_Given task:_
Take the entries below and reproduce them word for word.

···

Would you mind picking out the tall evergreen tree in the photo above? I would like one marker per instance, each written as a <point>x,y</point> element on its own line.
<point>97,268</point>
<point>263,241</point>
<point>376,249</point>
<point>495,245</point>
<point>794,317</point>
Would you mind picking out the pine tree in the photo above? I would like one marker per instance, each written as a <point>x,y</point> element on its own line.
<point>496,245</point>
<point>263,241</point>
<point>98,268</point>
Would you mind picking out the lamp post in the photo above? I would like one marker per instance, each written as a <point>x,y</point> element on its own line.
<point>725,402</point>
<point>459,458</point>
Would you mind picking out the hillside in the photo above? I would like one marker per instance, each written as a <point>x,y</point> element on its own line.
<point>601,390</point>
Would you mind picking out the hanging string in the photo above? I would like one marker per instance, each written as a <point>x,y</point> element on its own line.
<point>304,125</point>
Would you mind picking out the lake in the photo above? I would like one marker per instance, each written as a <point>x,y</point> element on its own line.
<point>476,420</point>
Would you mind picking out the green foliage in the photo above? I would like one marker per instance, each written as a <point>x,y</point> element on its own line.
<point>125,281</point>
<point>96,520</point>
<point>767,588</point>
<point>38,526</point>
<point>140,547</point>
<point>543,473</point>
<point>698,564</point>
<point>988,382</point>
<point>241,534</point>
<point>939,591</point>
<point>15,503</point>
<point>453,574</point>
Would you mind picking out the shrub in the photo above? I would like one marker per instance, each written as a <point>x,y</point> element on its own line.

···

_The reply:_
Would you mind picking out the tall evergreen tree in the photo above? I would like one marker per instance, each written as a <point>x,y</point> element on its own line.
<point>97,268</point>
<point>263,241</point>
<point>376,249</point>
<point>495,245</point>
<point>794,317</point>
Would you mind picking out the pine tree in the photo above? I would like one marker per instance, each written as a <point>x,y</point> element on its own line.
<point>496,245</point>
<point>263,241</point>
<point>98,268</point>
Would you mind picking out the lamp post in the photo above? I would like one marker per instance, each written as a <point>x,y</point> element on its own line.
<point>725,402</point>
<point>459,458</point>
Would you mind picking out the hillside in the photo above? I would like one marker per instance, each written as a <point>x,y</point> element on its own line.
<point>601,390</point>
Would you mind picking out the hanging string in the photo above? I would like one marker per instance, each written as a <point>x,y</point> element on its own line.
<point>304,125</point>
Would you mind picking out the lake in the photo above? I would like one marker per instance, each written as a <point>x,y</point> element on its own line.
<point>476,420</point>
Would you mind picking out the green foliage in the photo above? I would like one marker per instance, each written as a <point>x,y</point> element on its own line.
<point>125,281</point>
<point>96,520</point>
<point>767,588</point>
<point>38,526</point>
<point>140,547</point>
<point>543,473</point>
<point>698,564</point>
<point>988,382</point>
<point>241,534</point>
<point>939,591</point>
<point>15,503</point>
<point>453,574</point>
Would you mind picking out the shrub in the photo above? I would like one marker per instance, each written as a <point>x,y</point> element on its own line.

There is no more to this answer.